Vos tâches
(1) Pour chacune des affirmations suivantes, dites si elle concorde avec le texte sur le camp de Roj, en répondant par oui ou non et en citant exactement les mots du texte qui tranchent : (a) le camp retient environ 3 000 enfants et femmes ; (b) Mehdi a 12 ans ; (c) les femmes du camp sont originaires d’une cinquantaine de pays.
(2) Transcrivez à l’identique, dans le texte sur le camp de Roj, le passage allant de « Plusieurs dizaines de » jusqu’à « pour ses ressortissants ? » inclus.

Plusieurs dizaines de milliers de femmes et d’enfants de l’État islamique sont retenus dans les camps insalubres du nord-est syrien. Parmi eux, plus de 300 Français. Alors qu’un nombre grandissant de pays ont rapatrié mères et enfants, pourquoi le gouvernement français tarde-t-il à faire de même pour ses ressortissants ?

Niché au creux des vallons arides de la steppe syrienne, le site de Roj possède tous les attributs d’un camp de réfugiés. Allées insalubre, tentes siglées du logo de l’Onu, toilettes de fortune que partagent des dizaines de familles. Des enfants aux silhouettes chétives tuent le temps sur un terrain de jeux rouillés. Très vite, pourtant, apparaît une saisissante fresque composée de soldats perchés au sommet de miradors et de regards fuyants, sur fond de clameur russe, de chuchotements arabes, de rires indonésiens et d’invectives anglaises. Un « je veux sortir d’ici », tristement murmuré dans la langue de Molière par un enfant aux joues creuses, vient achever le tableau. Mehdi*, un Français de 9 ans, fait partie des quelques 3 000 enfants et femmes enfermés dans cette prison à ciel ouvert. « Les femmes ont toutes fait partie de l’État islamique et sont originaires d’une cinquantaine de pays. Elles attendent d’être rapatriées avec leurs enfants, mais les choses traînent », explique l’un des responsables du camp, doté d’un sens certain de l’euphémisme.

Liste des données
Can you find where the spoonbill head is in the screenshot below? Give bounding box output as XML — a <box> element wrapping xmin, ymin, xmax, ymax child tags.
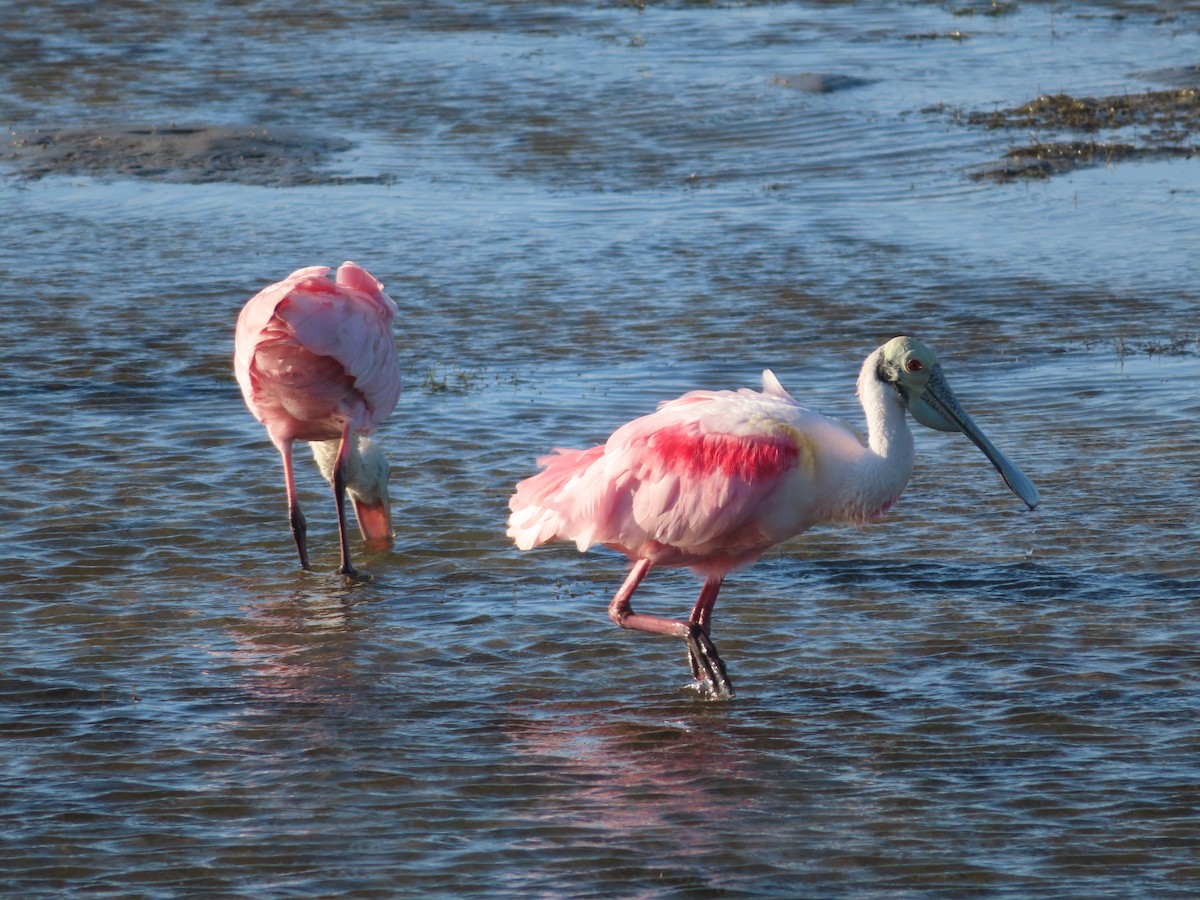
<box><xmin>508</xmin><ymin>336</ymin><xmax>1038</xmax><ymax>697</ymax></box>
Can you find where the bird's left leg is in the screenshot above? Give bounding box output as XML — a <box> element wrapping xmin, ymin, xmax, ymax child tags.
<box><xmin>332</xmin><ymin>422</ymin><xmax>358</xmax><ymax>577</ymax></box>
<box><xmin>280</xmin><ymin>440</ymin><xmax>308</xmax><ymax>569</ymax></box>
<box><xmin>608</xmin><ymin>559</ymin><xmax>733</xmax><ymax>698</ymax></box>
<box><xmin>686</xmin><ymin>577</ymin><xmax>733</xmax><ymax>698</ymax></box>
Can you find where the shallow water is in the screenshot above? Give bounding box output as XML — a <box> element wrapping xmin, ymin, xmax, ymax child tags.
<box><xmin>0</xmin><ymin>2</ymin><xmax>1200</xmax><ymax>898</ymax></box>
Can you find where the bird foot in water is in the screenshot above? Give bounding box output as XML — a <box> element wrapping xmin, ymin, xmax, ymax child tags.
<box><xmin>684</xmin><ymin>623</ymin><xmax>733</xmax><ymax>700</ymax></box>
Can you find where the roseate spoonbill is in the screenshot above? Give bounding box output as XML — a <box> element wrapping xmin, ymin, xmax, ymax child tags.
<box><xmin>233</xmin><ymin>263</ymin><xmax>400</xmax><ymax>575</ymax></box>
<box><xmin>508</xmin><ymin>336</ymin><xmax>1038</xmax><ymax>697</ymax></box>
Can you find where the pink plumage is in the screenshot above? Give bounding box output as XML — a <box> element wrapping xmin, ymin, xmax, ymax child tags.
<box><xmin>234</xmin><ymin>262</ymin><xmax>400</xmax><ymax>574</ymax></box>
<box><xmin>508</xmin><ymin>337</ymin><xmax>1037</xmax><ymax>696</ymax></box>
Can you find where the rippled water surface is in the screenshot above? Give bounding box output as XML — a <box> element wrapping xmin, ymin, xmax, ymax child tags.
<box><xmin>0</xmin><ymin>0</ymin><xmax>1200</xmax><ymax>898</ymax></box>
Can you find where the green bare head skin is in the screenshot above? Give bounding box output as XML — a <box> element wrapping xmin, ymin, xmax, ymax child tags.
<box><xmin>877</xmin><ymin>335</ymin><xmax>1039</xmax><ymax>509</ymax></box>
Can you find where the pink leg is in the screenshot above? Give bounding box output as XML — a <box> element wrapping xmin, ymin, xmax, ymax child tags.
<box><xmin>688</xmin><ymin>577</ymin><xmax>725</xmax><ymax>635</ymax></box>
<box><xmin>280</xmin><ymin>440</ymin><xmax>308</xmax><ymax>569</ymax></box>
<box><xmin>334</xmin><ymin>422</ymin><xmax>358</xmax><ymax>576</ymax></box>
<box><xmin>608</xmin><ymin>559</ymin><xmax>733</xmax><ymax>697</ymax></box>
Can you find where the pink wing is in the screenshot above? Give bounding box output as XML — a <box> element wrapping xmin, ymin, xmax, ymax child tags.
<box><xmin>509</xmin><ymin>381</ymin><xmax>802</xmax><ymax>568</ymax></box>
<box><xmin>234</xmin><ymin>263</ymin><xmax>400</xmax><ymax>440</ymax></box>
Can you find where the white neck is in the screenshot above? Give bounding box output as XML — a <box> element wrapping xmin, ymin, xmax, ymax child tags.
<box><xmin>842</xmin><ymin>350</ymin><xmax>913</xmax><ymax>522</ymax></box>
<box><xmin>308</xmin><ymin>437</ymin><xmax>389</xmax><ymax>503</ymax></box>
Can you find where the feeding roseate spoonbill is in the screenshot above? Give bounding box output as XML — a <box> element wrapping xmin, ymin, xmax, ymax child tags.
<box><xmin>234</xmin><ymin>263</ymin><xmax>400</xmax><ymax>575</ymax></box>
<box><xmin>508</xmin><ymin>337</ymin><xmax>1038</xmax><ymax>697</ymax></box>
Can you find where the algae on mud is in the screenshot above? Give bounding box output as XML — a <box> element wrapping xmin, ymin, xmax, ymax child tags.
<box><xmin>966</xmin><ymin>88</ymin><xmax>1200</xmax><ymax>181</ymax></box>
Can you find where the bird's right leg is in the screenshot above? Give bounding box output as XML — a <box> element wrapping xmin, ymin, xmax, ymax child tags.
<box><xmin>280</xmin><ymin>440</ymin><xmax>308</xmax><ymax>569</ymax></box>
<box><xmin>332</xmin><ymin>422</ymin><xmax>358</xmax><ymax>577</ymax></box>
<box><xmin>608</xmin><ymin>559</ymin><xmax>733</xmax><ymax>698</ymax></box>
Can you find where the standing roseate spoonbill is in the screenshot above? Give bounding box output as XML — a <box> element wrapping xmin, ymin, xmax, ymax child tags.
<box><xmin>508</xmin><ymin>337</ymin><xmax>1038</xmax><ymax>697</ymax></box>
<box><xmin>233</xmin><ymin>263</ymin><xmax>400</xmax><ymax>575</ymax></box>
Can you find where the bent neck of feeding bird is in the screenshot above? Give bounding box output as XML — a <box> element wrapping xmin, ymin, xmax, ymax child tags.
<box><xmin>308</xmin><ymin>437</ymin><xmax>392</xmax><ymax>550</ymax></box>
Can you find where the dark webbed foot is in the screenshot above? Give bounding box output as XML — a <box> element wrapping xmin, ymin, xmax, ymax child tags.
<box><xmin>684</xmin><ymin>623</ymin><xmax>733</xmax><ymax>700</ymax></box>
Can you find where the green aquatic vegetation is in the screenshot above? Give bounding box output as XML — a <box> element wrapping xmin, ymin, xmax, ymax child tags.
<box><xmin>955</xmin><ymin>88</ymin><xmax>1200</xmax><ymax>181</ymax></box>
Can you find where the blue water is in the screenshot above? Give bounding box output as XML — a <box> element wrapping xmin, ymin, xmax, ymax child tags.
<box><xmin>0</xmin><ymin>2</ymin><xmax>1200</xmax><ymax>898</ymax></box>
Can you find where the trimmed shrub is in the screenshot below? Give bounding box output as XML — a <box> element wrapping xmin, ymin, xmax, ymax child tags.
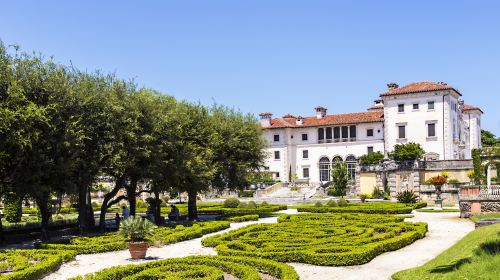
<box><xmin>224</xmin><ymin>197</ymin><xmax>240</xmax><ymax>208</ymax></box>
<box><xmin>202</xmin><ymin>213</ymin><xmax>427</xmax><ymax>266</ymax></box>
<box><xmin>326</xmin><ymin>199</ymin><xmax>338</xmax><ymax>207</ymax></box>
<box><xmin>338</xmin><ymin>197</ymin><xmax>348</xmax><ymax>207</ymax></box>
<box><xmin>4</xmin><ymin>192</ymin><xmax>23</xmax><ymax>223</ymax></box>
<box><xmin>0</xmin><ymin>250</ymin><xmax>76</xmax><ymax>280</ymax></box>
<box><xmin>248</xmin><ymin>201</ymin><xmax>257</xmax><ymax>208</ymax></box>
<box><xmin>238</xmin><ymin>190</ymin><xmax>255</xmax><ymax>197</ymax></box>
<box><xmin>396</xmin><ymin>190</ymin><xmax>418</xmax><ymax>203</ymax></box>
<box><xmin>297</xmin><ymin>201</ymin><xmax>420</xmax><ymax>214</ymax></box>
<box><xmin>38</xmin><ymin>221</ymin><xmax>229</xmax><ymax>254</ymax></box>
<box><xmin>75</xmin><ymin>256</ymin><xmax>299</xmax><ymax>280</ymax></box>
<box><xmin>226</xmin><ymin>214</ymin><xmax>259</xmax><ymax>223</ymax></box>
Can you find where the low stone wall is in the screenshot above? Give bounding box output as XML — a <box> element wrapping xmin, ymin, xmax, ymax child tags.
<box><xmin>459</xmin><ymin>197</ymin><xmax>500</xmax><ymax>218</ymax></box>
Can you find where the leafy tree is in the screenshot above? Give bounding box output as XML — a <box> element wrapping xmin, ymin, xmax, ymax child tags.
<box><xmin>331</xmin><ymin>161</ymin><xmax>349</xmax><ymax>196</ymax></box>
<box><xmin>481</xmin><ymin>129</ymin><xmax>500</xmax><ymax>147</ymax></box>
<box><xmin>359</xmin><ymin>152</ymin><xmax>384</xmax><ymax>165</ymax></box>
<box><xmin>389</xmin><ymin>143</ymin><xmax>425</xmax><ymax>161</ymax></box>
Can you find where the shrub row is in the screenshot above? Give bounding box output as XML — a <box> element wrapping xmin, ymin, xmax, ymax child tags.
<box><xmin>202</xmin><ymin>213</ymin><xmax>427</xmax><ymax>266</ymax></box>
<box><xmin>37</xmin><ymin>221</ymin><xmax>229</xmax><ymax>254</ymax></box>
<box><xmin>0</xmin><ymin>250</ymin><xmax>76</xmax><ymax>280</ymax></box>
<box><xmin>226</xmin><ymin>214</ymin><xmax>259</xmax><ymax>223</ymax></box>
<box><xmin>69</xmin><ymin>256</ymin><xmax>299</xmax><ymax>280</ymax></box>
<box><xmin>297</xmin><ymin>202</ymin><xmax>427</xmax><ymax>214</ymax></box>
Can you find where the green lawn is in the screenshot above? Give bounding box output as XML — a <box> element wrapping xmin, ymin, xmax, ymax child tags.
<box><xmin>392</xmin><ymin>224</ymin><xmax>500</xmax><ymax>280</ymax></box>
<box><xmin>416</xmin><ymin>208</ymin><xmax>460</xmax><ymax>213</ymax></box>
<box><xmin>470</xmin><ymin>213</ymin><xmax>500</xmax><ymax>223</ymax></box>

Réponses par tâche
(1)
(a) Oui : « fait partie des quelques 3 000 enfants et femmes enfermés dans cette prison à ciel ouvert ».
(b) Non : « Mehdi*, un Français de 9 ans ».
(c) Oui : « sont originaires d’une cinquantaine de pays ».

(2)
Plusieurs dizaines de milliers de femmes et d’enfants de l’État islamique sont retenus dans les camps insalubres du nord-est syrien. Parmi eux, plus de 300 Français. Alors qu’un nombre grandissant de pays ont rapatrié mères et enfants, pourquoi le gouvernement français tarde-t-il à faire de même pour ses ressortissants ?